EXERCISE MATERIAL:
● ● ● ● ● ● ●
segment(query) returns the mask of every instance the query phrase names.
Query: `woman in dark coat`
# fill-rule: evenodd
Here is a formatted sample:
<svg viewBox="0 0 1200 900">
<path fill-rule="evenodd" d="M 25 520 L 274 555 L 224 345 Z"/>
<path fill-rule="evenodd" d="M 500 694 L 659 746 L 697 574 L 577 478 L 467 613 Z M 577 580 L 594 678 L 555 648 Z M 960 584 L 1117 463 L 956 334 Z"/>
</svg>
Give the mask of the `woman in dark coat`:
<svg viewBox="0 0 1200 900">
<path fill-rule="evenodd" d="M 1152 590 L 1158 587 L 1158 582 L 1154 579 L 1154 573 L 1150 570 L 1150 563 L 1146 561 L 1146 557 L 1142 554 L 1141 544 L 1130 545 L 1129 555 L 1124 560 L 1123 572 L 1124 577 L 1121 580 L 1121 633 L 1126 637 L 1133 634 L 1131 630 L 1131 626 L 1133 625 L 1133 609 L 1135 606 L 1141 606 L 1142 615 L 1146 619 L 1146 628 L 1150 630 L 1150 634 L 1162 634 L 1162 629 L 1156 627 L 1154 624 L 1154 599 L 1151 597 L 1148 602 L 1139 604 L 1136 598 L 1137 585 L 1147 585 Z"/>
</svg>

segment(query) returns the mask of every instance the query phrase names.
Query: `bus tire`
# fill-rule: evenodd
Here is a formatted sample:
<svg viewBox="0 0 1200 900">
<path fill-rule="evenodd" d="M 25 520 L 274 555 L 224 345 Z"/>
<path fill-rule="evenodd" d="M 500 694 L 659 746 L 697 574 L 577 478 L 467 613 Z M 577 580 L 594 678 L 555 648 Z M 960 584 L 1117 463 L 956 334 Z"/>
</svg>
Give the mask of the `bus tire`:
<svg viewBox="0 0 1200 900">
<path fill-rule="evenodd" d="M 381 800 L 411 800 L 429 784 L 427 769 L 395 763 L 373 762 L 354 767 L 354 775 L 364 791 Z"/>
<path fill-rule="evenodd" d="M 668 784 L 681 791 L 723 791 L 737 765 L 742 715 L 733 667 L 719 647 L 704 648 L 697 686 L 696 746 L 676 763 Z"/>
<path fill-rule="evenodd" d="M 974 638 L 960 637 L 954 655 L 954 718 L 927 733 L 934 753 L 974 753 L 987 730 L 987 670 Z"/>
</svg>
● ● ● ● ● ● ●
INSTRUCTIONS FOR THE TASK: The material is to be written out again in full, with no word altered.

RESULT:
segment(query) returns the mask of every instance the query phrase names.
Query: `woman in dark coat`
# fill-rule: evenodd
Here is a formatted sample:
<svg viewBox="0 0 1200 900">
<path fill-rule="evenodd" d="M 25 520 L 274 555 L 224 345 Z"/>
<path fill-rule="evenodd" d="M 500 694 L 659 746 L 697 574 L 577 478 L 467 613 Z M 577 580 L 594 678 L 555 648 Z M 960 584 L 1117 463 L 956 334 Z"/>
</svg>
Give the mask of the `woman in dark coat`:
<svg viewBox="0 0 1200 900">
<path fill-rule="evenodd" d="M 1152 590 L 1158 587 L 1158 582 L 1154 579 L 1154 573 L 1150 570 L 1150 563 L 1146 561 L 1146 557 L 1142 554 L 1141 544 L 1130 545 L 1129 555 L 1124 560 L 1123 572 L 1124 577 L 1121 580 L 1121 633 L 1126 637 L 1133 634 L 1131 630 L 1131 626 L 1133 625 L 1133 609 L 1135 606 L 1141 606 L 1142 615 L 1146 619 L 1146 628 L 1150 630 L 1150 634 L 1162 634 L 1162 629 L 1156 627 L 1154 624 L 1154 599 L 1151 597 L 1148 602 L 1139 604 L 1136 598 L 1137 585 L 1147 585 Z"/>
</svg>

segment(query) returns the mask of every instance the query phrase names.
Query: `bus tire`
# fill-rule: evenodd
Here is a formatted sample:
<svg viewBox="0 0 1200 900">
<path fill-rule="evenodd" d="M 25 520 L 274 555 L 224 345 Z"/>
<path fill-rule="evenodd" d="M 500 694 L 659 746 L 697 574 L 577 478 L 467 613 Z M 577 580 L 594 678 L 555 648 Z M 960 584 L 1117 463 L 956 334 Z"/>
</svg>
Give the mask of the `bus tire`:
<svg viewBox="0 0 1200 900">
<path fill-rule="evenodd" d="M 381 800 L 411 800 L 429 784 L 427 769 L 395 763 L 373 762 L 354 767 L 354 775 L 364 791 Z"/>
<path fill-rule="evenodd" d="M 668 784 L 681 791 L 723 791 L 737 765 L 742 715 L 733 667 L 719 647 L 704 648 L 697 686 L 696 746 L 676 763 Z"/>
<path fill-rule="evenodd" d="M 974 638 L 960 637 L 954 655 L 954 718 L 927 733 L 934 753 L 974 753 L 987 730 L 987 670 Z"/>
</svg>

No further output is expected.